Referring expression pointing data
^^^^^^^^^^^^^^^^

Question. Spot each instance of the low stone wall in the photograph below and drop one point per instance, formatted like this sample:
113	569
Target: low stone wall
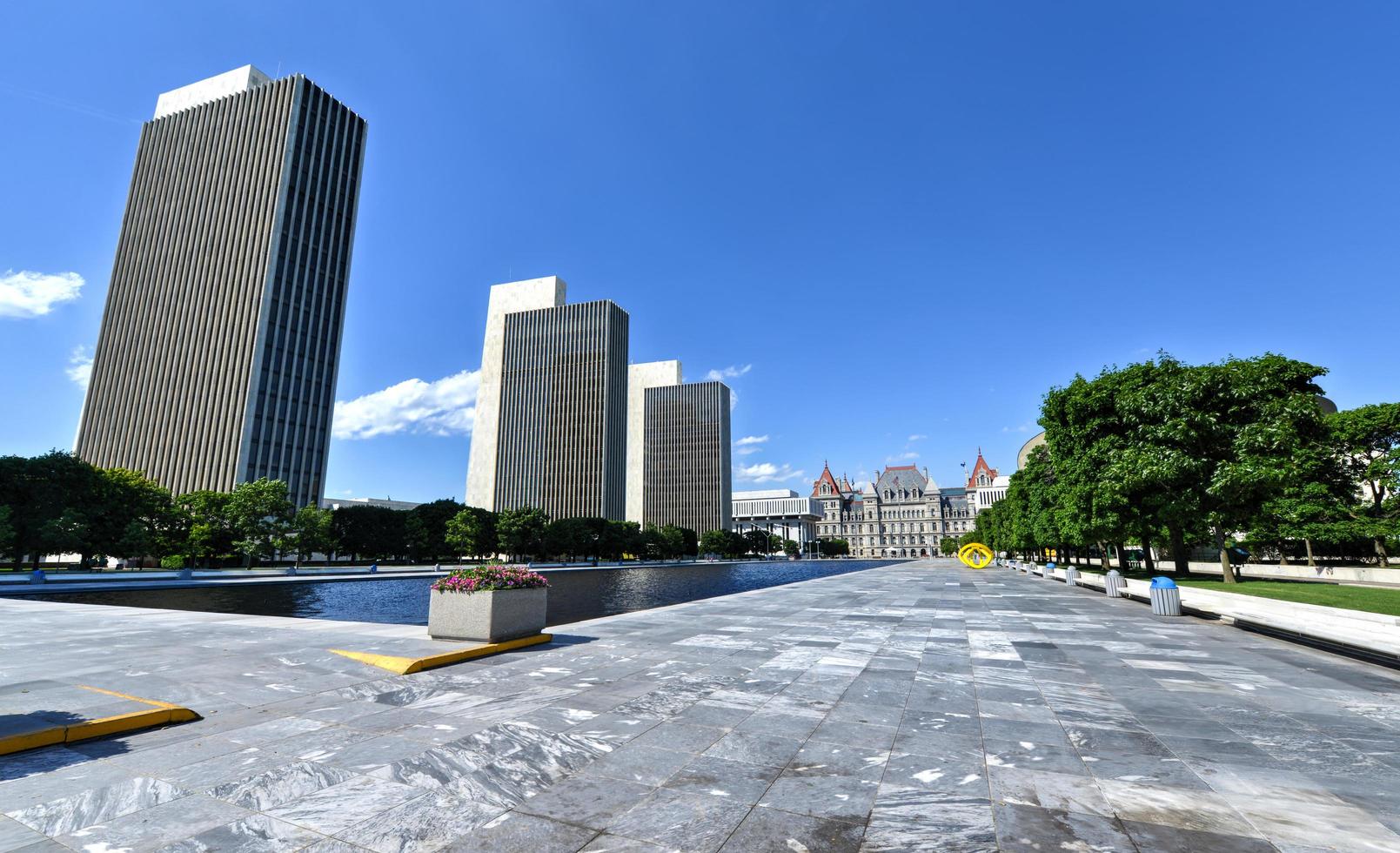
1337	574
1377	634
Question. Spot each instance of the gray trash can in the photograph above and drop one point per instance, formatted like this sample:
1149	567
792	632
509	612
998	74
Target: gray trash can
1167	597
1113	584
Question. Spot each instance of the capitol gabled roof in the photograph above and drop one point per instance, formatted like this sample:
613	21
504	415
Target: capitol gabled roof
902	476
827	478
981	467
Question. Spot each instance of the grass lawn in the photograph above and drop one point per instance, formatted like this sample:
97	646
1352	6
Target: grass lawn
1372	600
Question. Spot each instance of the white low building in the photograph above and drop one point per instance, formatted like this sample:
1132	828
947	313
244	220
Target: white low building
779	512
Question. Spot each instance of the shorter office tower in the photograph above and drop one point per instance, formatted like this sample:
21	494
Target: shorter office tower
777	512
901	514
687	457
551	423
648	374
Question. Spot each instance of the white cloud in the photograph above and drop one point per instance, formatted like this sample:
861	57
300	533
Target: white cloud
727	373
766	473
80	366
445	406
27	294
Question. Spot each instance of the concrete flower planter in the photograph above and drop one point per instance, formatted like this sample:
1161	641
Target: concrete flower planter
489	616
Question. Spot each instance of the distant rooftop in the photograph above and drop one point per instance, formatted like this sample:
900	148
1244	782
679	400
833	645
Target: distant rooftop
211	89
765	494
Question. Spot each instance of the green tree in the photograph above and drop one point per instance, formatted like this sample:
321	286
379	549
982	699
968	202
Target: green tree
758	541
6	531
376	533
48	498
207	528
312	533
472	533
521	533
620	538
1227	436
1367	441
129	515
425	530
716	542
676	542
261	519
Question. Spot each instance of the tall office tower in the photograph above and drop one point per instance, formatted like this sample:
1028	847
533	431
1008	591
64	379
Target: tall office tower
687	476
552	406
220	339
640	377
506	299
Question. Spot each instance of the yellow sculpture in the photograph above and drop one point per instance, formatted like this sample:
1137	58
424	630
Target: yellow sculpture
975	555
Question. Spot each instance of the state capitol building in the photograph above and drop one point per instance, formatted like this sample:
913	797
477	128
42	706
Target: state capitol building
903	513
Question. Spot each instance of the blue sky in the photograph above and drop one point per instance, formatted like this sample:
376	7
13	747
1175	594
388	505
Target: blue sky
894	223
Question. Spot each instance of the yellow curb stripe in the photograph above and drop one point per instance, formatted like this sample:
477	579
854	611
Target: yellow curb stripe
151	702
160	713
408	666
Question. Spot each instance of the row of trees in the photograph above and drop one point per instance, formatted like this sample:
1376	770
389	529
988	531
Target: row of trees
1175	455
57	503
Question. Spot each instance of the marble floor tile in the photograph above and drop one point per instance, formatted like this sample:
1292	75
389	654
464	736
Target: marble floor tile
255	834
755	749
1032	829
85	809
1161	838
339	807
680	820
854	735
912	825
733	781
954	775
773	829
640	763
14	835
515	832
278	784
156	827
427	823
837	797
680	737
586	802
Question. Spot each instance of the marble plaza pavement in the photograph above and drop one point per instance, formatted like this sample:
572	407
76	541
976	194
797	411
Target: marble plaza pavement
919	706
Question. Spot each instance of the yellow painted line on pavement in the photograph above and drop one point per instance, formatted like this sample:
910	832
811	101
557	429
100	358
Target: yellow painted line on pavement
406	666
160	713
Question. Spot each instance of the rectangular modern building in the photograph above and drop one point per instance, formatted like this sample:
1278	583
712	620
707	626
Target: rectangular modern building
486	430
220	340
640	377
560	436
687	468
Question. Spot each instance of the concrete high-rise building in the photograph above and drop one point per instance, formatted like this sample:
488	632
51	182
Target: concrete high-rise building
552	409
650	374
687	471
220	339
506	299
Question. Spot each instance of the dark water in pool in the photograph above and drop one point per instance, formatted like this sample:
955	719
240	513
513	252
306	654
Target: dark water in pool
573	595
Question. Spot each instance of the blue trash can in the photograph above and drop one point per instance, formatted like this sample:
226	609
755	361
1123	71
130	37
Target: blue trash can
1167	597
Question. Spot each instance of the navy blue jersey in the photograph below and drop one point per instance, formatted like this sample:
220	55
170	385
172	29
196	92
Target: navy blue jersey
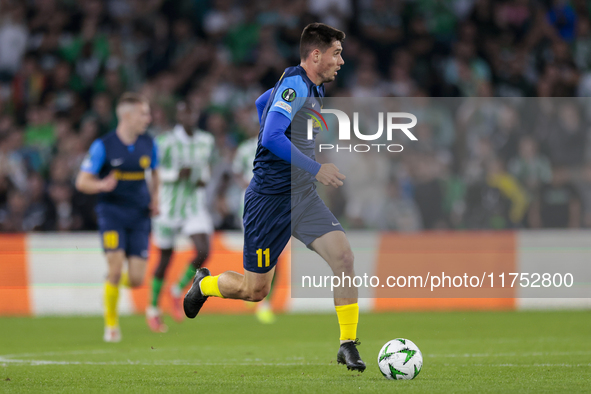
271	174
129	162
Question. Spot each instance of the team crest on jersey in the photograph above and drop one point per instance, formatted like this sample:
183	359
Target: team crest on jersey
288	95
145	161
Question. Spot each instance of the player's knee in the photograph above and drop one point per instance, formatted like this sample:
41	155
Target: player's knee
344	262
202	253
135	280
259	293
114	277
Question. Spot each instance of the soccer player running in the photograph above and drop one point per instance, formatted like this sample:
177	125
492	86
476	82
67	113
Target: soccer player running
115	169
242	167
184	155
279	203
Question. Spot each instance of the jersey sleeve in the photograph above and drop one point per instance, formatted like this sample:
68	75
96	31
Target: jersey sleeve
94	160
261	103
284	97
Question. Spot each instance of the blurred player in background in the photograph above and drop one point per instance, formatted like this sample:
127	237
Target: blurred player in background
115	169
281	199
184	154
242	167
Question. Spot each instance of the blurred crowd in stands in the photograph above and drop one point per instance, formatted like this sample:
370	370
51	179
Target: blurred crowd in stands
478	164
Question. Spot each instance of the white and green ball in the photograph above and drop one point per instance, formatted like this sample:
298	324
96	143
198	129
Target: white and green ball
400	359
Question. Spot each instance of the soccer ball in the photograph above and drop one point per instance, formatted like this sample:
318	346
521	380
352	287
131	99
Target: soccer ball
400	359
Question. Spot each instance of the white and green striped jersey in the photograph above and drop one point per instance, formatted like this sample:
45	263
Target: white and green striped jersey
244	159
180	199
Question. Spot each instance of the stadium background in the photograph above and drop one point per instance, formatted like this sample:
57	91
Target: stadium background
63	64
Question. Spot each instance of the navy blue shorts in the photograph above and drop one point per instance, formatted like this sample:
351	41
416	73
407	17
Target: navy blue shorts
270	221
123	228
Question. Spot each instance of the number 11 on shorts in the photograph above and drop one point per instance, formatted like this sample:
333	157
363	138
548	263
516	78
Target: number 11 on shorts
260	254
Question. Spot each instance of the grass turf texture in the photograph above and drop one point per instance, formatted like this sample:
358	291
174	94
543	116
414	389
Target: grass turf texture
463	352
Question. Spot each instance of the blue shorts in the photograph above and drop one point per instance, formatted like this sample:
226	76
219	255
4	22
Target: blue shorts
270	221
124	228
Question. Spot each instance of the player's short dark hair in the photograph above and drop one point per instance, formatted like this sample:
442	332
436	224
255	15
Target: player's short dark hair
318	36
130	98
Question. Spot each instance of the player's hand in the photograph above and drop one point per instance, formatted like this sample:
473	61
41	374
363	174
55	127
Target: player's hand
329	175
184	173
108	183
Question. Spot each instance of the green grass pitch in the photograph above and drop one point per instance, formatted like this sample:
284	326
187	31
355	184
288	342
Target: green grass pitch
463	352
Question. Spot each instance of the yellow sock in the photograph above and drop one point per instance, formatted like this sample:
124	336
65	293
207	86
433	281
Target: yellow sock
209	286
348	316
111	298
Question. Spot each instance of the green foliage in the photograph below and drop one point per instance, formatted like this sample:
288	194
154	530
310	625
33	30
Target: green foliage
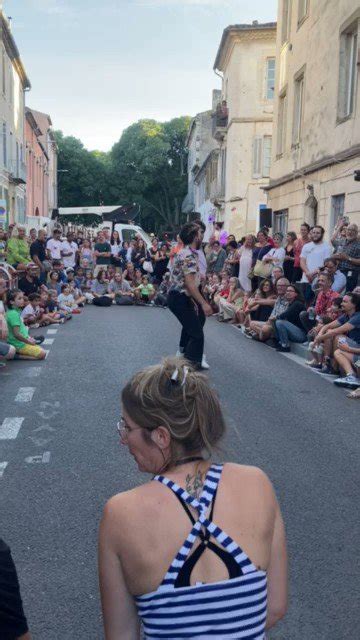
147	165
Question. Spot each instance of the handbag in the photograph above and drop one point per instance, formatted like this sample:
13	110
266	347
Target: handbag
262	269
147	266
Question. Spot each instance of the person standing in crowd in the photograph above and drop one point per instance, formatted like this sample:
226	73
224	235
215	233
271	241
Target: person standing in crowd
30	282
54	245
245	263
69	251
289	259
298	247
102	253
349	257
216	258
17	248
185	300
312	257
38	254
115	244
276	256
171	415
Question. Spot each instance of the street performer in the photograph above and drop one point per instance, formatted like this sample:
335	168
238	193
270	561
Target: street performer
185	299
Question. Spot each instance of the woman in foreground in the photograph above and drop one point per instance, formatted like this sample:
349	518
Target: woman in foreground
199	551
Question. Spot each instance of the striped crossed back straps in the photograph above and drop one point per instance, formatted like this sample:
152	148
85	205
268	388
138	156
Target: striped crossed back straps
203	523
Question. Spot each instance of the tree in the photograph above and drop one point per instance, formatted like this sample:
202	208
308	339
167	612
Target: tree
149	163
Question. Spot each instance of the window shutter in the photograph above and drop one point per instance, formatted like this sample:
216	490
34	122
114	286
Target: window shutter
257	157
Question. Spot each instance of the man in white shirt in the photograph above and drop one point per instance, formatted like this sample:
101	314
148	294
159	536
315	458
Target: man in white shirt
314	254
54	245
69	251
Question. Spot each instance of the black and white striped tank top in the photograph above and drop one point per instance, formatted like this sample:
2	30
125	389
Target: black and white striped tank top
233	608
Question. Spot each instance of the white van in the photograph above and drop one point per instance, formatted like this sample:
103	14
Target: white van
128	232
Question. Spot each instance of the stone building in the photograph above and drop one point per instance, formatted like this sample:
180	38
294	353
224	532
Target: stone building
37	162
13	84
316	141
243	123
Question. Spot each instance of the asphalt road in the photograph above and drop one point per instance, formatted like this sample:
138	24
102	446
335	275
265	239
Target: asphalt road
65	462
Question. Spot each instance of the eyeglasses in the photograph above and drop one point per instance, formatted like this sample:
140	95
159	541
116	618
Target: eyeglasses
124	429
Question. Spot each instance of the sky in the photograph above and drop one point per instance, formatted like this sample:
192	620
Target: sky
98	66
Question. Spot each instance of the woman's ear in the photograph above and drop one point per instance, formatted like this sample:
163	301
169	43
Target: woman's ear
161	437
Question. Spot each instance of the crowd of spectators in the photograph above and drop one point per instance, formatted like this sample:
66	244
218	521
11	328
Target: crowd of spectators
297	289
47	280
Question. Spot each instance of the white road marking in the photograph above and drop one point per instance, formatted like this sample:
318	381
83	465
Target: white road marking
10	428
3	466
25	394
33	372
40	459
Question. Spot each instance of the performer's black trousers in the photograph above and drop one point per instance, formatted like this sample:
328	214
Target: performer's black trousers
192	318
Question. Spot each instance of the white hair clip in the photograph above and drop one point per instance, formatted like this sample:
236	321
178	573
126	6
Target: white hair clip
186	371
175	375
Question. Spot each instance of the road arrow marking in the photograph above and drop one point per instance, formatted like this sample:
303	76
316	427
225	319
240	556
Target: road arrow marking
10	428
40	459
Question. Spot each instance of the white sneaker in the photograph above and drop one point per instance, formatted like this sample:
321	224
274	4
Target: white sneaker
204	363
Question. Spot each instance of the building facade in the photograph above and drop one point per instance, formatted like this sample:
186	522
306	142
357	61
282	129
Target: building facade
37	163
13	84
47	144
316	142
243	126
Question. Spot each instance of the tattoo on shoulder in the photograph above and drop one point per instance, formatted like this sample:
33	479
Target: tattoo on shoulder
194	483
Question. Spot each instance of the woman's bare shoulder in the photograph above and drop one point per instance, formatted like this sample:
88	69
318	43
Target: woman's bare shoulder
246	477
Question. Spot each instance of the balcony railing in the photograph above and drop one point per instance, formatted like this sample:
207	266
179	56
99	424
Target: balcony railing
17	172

^^^^^^^^^^^^^^^^

● WHAT IS EXPECTED
Check each line of the entries for the string "below". Copy the lines that have it.

● COMPLETED EXERCISE
Question. Spot each instance of the low stone wall in the photograph below and drop one point per instance, formatted like this sample:
Question. Spot each instance of the navy blue jersey in the photograph below and drop one point per instance, formatted like this sample:
Question. Spot each instance of the green foliage in the photograph below and drop one point per instance, formatted like this sample:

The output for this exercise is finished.